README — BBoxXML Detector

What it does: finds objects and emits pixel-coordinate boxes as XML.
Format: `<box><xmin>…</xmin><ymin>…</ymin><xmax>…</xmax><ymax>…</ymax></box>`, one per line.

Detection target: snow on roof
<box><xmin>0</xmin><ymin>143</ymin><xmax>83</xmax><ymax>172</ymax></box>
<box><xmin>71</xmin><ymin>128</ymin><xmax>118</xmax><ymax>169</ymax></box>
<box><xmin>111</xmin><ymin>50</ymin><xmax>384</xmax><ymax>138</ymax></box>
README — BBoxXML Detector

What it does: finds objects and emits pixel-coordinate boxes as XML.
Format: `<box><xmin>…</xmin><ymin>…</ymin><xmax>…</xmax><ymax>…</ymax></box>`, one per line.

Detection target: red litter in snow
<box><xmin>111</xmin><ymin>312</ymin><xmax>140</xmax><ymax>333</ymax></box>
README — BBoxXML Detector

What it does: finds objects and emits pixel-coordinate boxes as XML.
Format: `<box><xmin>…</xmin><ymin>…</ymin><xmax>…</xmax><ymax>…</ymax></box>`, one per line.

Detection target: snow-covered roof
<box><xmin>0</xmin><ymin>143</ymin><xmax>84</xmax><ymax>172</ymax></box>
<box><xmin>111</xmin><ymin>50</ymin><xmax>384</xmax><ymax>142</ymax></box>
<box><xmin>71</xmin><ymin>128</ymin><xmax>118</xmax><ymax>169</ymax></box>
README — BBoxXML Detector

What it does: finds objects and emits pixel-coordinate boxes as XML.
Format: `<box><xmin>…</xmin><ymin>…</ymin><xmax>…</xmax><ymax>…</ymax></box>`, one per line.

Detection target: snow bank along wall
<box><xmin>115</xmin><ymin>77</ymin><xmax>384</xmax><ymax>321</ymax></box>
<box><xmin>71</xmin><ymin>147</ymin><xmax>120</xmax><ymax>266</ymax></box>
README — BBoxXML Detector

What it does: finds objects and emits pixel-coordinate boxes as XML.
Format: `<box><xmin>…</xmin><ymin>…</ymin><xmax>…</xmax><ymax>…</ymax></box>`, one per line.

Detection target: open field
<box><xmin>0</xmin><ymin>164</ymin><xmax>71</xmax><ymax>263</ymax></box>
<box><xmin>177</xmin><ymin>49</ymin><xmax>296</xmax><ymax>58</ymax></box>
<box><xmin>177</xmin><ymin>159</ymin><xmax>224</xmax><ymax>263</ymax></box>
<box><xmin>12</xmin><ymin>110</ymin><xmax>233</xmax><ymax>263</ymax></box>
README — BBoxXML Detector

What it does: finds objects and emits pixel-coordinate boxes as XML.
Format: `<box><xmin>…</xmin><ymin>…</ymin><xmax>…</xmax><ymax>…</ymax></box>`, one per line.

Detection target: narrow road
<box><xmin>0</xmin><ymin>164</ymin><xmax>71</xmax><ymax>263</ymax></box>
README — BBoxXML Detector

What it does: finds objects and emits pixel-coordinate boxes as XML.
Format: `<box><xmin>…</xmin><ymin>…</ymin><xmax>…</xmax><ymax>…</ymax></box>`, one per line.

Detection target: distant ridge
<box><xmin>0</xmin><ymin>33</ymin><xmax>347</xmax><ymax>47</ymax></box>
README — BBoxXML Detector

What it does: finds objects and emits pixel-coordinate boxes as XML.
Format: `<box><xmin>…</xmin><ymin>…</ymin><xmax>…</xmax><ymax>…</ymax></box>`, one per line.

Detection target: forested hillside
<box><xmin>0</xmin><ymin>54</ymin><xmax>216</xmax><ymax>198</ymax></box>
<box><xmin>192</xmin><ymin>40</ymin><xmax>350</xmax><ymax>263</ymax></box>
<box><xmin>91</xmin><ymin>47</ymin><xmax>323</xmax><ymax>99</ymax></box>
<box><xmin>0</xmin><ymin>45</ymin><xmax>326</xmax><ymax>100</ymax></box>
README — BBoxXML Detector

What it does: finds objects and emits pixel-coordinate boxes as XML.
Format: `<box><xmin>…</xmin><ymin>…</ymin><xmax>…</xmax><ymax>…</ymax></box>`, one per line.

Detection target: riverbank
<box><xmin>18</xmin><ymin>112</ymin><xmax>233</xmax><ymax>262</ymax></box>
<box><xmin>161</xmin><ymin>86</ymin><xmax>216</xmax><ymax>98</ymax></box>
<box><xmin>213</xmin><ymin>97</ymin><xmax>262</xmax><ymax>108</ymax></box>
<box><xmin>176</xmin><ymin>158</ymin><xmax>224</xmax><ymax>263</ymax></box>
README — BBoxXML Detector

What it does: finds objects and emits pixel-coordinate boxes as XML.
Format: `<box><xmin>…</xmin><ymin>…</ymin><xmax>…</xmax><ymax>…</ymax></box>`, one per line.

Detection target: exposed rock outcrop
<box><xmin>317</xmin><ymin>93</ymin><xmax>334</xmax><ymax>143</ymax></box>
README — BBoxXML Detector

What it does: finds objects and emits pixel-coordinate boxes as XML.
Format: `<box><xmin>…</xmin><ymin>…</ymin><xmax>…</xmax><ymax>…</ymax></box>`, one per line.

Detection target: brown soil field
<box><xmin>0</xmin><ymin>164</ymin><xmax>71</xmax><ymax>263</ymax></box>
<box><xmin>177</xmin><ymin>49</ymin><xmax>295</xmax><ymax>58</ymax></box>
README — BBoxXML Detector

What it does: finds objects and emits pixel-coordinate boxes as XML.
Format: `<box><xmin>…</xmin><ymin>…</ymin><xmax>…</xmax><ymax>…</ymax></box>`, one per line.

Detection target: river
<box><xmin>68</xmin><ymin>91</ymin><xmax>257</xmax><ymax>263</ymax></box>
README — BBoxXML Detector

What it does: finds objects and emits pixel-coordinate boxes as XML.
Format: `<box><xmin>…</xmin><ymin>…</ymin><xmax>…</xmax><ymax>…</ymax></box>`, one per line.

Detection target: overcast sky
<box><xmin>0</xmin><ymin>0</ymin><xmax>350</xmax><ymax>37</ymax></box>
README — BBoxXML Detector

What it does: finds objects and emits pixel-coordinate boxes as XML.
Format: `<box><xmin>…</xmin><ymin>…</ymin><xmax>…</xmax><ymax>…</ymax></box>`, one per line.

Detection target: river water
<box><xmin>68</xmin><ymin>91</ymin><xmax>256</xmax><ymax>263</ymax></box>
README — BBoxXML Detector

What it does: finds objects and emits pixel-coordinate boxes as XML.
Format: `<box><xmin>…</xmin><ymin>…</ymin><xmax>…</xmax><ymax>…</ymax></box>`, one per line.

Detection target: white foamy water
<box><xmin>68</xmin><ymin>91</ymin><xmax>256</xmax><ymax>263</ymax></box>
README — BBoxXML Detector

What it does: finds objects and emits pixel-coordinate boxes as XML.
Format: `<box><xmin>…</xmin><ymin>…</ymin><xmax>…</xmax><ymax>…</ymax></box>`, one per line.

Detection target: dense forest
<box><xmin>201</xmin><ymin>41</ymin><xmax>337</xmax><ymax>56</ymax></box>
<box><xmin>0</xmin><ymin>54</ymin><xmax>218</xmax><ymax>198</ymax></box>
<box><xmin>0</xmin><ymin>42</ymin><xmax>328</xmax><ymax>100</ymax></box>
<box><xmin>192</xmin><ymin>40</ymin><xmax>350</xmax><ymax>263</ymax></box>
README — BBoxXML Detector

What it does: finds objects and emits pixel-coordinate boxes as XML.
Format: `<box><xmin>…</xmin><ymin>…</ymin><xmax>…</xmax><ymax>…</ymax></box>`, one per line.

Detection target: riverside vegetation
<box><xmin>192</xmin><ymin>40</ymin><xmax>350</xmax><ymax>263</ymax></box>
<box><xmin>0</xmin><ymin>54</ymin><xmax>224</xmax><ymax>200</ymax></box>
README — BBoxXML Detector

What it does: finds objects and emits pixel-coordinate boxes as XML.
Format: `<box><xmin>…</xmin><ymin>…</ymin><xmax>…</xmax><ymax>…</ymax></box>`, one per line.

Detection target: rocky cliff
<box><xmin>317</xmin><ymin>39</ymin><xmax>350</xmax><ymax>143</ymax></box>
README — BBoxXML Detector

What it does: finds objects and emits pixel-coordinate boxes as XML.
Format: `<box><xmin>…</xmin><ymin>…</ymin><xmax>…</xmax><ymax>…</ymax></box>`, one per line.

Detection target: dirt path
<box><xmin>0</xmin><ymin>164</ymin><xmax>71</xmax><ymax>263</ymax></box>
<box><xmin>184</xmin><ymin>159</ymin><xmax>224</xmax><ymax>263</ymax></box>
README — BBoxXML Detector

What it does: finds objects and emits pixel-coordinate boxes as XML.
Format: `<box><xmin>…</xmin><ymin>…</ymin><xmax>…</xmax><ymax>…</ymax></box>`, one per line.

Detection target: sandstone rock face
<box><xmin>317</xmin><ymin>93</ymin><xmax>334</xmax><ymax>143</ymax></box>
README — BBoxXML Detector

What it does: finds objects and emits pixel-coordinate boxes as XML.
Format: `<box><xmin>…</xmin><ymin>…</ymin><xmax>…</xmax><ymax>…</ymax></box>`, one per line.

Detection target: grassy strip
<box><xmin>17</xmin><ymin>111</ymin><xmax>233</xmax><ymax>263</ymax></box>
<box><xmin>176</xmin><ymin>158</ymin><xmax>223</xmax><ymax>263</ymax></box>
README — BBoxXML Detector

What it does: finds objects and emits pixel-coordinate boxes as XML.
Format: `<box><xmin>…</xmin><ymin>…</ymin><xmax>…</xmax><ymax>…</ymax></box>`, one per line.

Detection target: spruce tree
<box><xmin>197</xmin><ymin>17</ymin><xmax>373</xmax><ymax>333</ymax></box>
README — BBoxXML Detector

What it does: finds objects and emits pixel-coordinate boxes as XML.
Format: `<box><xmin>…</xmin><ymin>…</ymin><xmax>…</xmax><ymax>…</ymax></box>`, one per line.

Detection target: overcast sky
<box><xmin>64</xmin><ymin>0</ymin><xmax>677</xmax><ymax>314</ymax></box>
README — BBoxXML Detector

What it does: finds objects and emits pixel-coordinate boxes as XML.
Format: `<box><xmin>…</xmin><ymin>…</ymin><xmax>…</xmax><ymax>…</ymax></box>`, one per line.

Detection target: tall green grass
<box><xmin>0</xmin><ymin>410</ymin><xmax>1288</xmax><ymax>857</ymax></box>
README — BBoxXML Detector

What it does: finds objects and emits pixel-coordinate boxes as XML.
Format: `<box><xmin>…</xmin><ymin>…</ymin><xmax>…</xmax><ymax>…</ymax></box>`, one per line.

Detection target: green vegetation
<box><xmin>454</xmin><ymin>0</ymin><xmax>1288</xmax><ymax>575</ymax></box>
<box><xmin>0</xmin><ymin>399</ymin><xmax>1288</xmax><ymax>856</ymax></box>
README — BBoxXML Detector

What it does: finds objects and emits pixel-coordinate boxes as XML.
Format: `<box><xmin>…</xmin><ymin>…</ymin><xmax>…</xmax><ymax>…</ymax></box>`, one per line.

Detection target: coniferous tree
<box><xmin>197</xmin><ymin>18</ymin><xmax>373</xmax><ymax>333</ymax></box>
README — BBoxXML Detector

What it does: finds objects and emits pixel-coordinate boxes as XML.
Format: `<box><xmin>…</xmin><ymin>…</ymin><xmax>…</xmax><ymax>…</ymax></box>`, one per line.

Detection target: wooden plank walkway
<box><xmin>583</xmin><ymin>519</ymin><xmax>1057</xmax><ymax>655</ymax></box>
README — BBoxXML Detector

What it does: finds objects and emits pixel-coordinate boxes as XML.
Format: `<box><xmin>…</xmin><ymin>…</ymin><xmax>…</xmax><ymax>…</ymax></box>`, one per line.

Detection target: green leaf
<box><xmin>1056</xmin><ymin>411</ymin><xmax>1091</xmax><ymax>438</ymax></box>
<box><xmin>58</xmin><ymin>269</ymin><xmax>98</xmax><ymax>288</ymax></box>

☆ ☆ ☆ ☆ ☆

**Instructions for the task**
Which lines in the rows above contain the word "water"? Pull out each such line in full, treating uppercase and lowercase as different.

**Correct answer**
Detection target: river water
Detection target: white foamy water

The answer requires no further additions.